» Instrucciones: Transcriba del editorial el pasaje comprendido entre "El problema no" y "en el Congreso.", ambos incluidos, y sustituya "clientelismo" por "favoritismo".

» Fragmento proporcionado:
· · · · · · ·

EDITORIAL
Irrisoria meta fiscal debe ser revisada
Ningún sector del país debería quedarse indiferente ante la pretensión gubernamental de obtener una recaudación fiscal de Q61 mil millones en el 2021, cifra sin precedentes y también sin fundamentos, pues al parecer solo sigue una proyección de crecimiento que no toma en cuenta la agónica circunstancia que afrontan tantas empresas y los ciudadanos a causa de los impactos de la pandemia, un fenómeno cuyos efectos serán prolongados, aun cuando la reactivación del país comience en un corto plazo.
El problema no es tener visión optimista o estar dispuestos a emprender proyectos de inversión pública que representen una fuente de empleo y un fortalecimiento de la infraestructura nacional. El problema es que se traza una cifra ajena, calculada vegetativamente, en la peor crisis de la década. Dicho número se usa para abrir una lista de deseos de todas las entidades del Estado a través del llamado Presupuesto Abierto, un ejercicio que nació como muestra de transparencia pero se convirtió en pretexto publicitario e incluso en una ventana al clientelismo. Es lógico que las peticiones superen por mucho las posibilidades económicas; el problema es que las asignaciones no siguen prioridades de beneficio común, sino quedan a merced de los intereses políticos, las agendas de allegados y hasta la devolución de favores electoreros, sobre todo en el Congreso.
Aunque la estimación fue presentada por el propio superintendente de Administración Tributaria, se basa en un escenario de crecimiento del 2% previsto por el Banguat antes de la pandemia. La misma banca central redujo la expectativa a una cifra negativa, a causa de la caída en la productividad, la pérdida de empleos y, por ende, de ingresos.

· · · · · · ·

» Datos proporcionados:
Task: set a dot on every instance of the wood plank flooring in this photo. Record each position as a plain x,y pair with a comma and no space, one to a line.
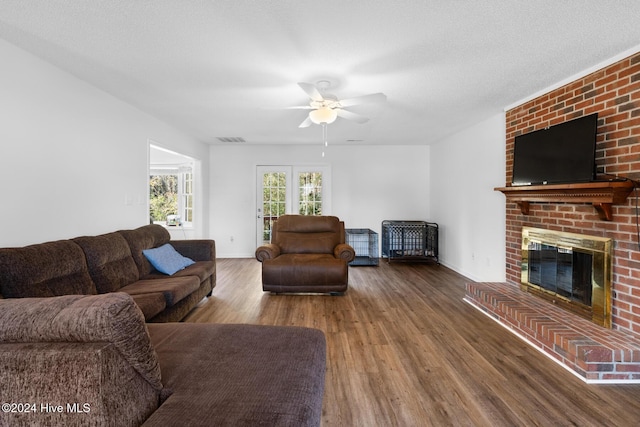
403,349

· · · · · · ·

» Ejercicio resuelto:
El problema no es tener visión optimista o estar dispuestos a emprender proyectos de inversión pública que representen una fuente de empleo y un fortalecimiento de la infraestructura nacional. El problema es que se traza una cifra ajena, calculada vegetativamente, en la peor crisis de la década. Dicho número se usa para abrir una lista de deseos de todas las entidades del Estado a través del llamado Presupuesto Abierto, un ejercicio que nació como muestra de transparencia pero se convirtió en pretexto publicitario e incluso en una ventana al favoritismo. Es lógico que las peticiones superen por mucho las posibilidades económicas; el problema es que las asignaciones no siguen prioridades de beneficio común, sino quedan a merced de los intereses políticos, las agendas de allegados y hasta la devolución de favores electoreros, sobre todo en el Congreso.